======== INPUT FOR THIS TASK ========

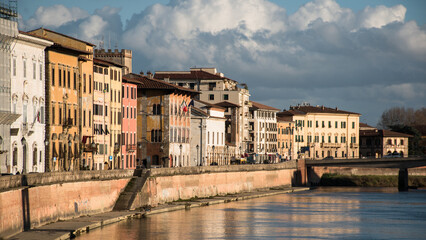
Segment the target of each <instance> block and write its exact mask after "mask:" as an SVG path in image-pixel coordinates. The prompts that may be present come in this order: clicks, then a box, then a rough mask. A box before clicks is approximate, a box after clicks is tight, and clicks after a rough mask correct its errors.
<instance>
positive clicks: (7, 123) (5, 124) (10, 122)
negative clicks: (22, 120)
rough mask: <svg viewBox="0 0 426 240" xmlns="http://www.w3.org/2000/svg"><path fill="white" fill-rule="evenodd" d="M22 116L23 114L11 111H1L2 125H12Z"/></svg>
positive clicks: (0, 117) (1, 124)
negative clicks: (17, 113)
mask: <svg viewBox="0 0 426 240" xmlns="http://www.w3.org/2000/svg"><path fill="white" fill-rule="evenodd" d="M20 116H21V114H15V113H11V112H3V111H1V112H0V125H11V124H12V123H14V122H15V121H16V119H18V118H19V117H20Z"/></svg>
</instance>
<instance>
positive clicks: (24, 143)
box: [21, 137, 27, 173]
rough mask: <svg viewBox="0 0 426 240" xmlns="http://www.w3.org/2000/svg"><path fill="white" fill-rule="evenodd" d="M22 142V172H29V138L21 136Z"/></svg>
mask: <svg viewBox="0 0 426 240" xmlns="http://www.w3.org/2000/svg"><path fill="white" fill-rule="evenodd" d="M21 143H22V158H23V159H22V160H23V167H22V173H27V140H26V139H25V138H24V137H23V138H21Z"/></svg>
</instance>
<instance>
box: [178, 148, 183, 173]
mask: <svg viewBox="0 0 426 240" xmlns="http://www.w3.org/2000/svg"><path fill="white" fill-rule="evenodd" d="M182 147H183V146H182V144H180V145H179V149H180V157H179V164H177V165H179V167H181V166H182Z"/></svg>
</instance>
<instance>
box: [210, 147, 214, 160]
mask: <svg viewBox="0 0 426 240" xmlns="http://www.w3.org/2000/svg"><path fill="white" fill-rule="evenodd" d="M212 149H213V160H212V162H211V163H213V162H215V156H214V149H215V146H214V145H213V147H212ZM211 163H210V164H211Z"/></svg>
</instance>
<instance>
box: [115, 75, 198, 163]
mask: <svg viewBox="0 0 426 240" xmlns="http://www.w3.org/2000/svg"><path fill="white" fill-rule="evenodd" d="M123 79H124V81H127V82H134V83H136V84H137V85H138V92H137V98H138V103H137V104H138V106H137V111H138V112H137V160H136V161H137V162H139V163H140V164H141V165H142V166H145V167H148V168H150V167H184V166H189V165H190V152H191V151H190V148H191V146H190V142H189V139H190V138H189V137H190V134H191V132H190V129H191V121H190V120H191V117H190V112H191V108H190V107H189V106H188V104H189V103H190V102H191V99H192V97H193V96H195V95H197V94H198V92H197V91H194V90H191V89H186V88H183V87H179V86H176V85H173V84H170V83H167V82H165V81H160V80H157V79H153V78H150V77H147V76H143V75H138V74H127V75H125V76H123Z"/></svg>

========

◆ WHAT IS BEING ASKED ◆
Rewrite every item above with "rough mask" replaced by "coarse mask" and nothing else changed, and leave out the pictures.

◆ THE COMPLETED TASK ◆
Segment the target of each <instance> block and write its exact mask after "mask:" as an SVG path in image-pixel coordinates. The prompts that may be present come in this order: clicks, then a box, then a coarse mask. A box before clicks is approximate, a box after clicks is tight, and clicks after a coarse mask correct its errors.
<instance>
positive clicks: (7, 123) (5, 124) (10, 122)
negative clicks: (22, 120)
coarse mask: <svg viewBox="0 0 426 240" xmlns="http://www.w3.org/2000/svg"><path fill="white" fill-rule="evenodd" d="M22 116L23 114L11 111H1L2 125H12Z"/></svg>
positive clicks: (0, 117) (1, 124)
negative clicks: (17, 113)
mask: <svg viewBox="0 0 426 240" xmlns="http://www.w3.org/2000/svg"><path fill="white" fill-rule="evenodd" d="M20 116H21V114H15V113H11V112H3V111H1V112H0V125H11V124H12V123H14V122H15V121H16V119H18V118H19V117H20Z"/></svg>
</instance>
<instance>
positive clicks: (24, 143)
box: [21, 137, 27, 173]
coarse mask: <svg viewBox="0 0 426 240" xmlns="http://www.w3.org/2000/svg"><path fill="white" fill-rule="evenodd" d="M22 142V172H29V138L21 136Z"/></svg>
mask: <svg viewBox="0 0 426 240" xmlns="http://www.w3.org/2000/svg"><path fill="white" fill-rule="evenodd" d="M21 143H22V158H23V159H22V160H23V167H22V173H27V140H26V139H25V138H24V137H23V138H21Z"/></svg>
</instance>
<instance>
box: [178, 148, 183, 173]
mask: <svg viewBox="0 0 426 240" xmlns="http://www.w3.org/2000/svg"><path fill="white" fill-rule="evenodd" d="M182 147H183V146H182V144H180V145H179V149H180V157H179V164H177V165H179V167H181V166H182Z"/></svg>
</instance>
<instance>
box: [210, 147, 214, 160]
mask: <svg viewBox="0 0 426 240" xmlns="http://www.w3.org/2000/svg"><path fill="white" fill-rule="evenodd" d="M212 149H213V160H212V162H211V163H213V162H215V156H214V149H215V146H214V145H213V147H212ZM211 163H210V164H211Z"/></svg>
</instance>
<instance>
box: [115, 75, 198, 163]
mask: <svg viewBox="0 0 426 240" xmlns="http://www.w3.org/2000/svg"><path fill="white" fill-rule="evenodd" d="M123 79H124V81H127V82H134V83H136V84H137V85H138V92H137V98H138V103H137V104H138V106H137V111H138V112H137V160H136V161H137V162H139V163H140V164H141V165H142V166H145V167H148V168H150V167H184V166H189V165H190V152H191V151H190V148H191V146H190V142H189V139H190V138H189V137H190V134H191V132H190V129H191V121H190V120H191V117H190V112H191V108H190V107H189V106H188V104H189V103H190V102H191V99H192V97H193V96H195V95H197V94H198V92H197V91H194V90H191V89H186V88H183V87H179V86H176V85H173V84H170V83H167V82H165V81H160V80H157V79H153V78H150V77H147V76H143V75H138V74H127V75H125V76H123Z"/></svg>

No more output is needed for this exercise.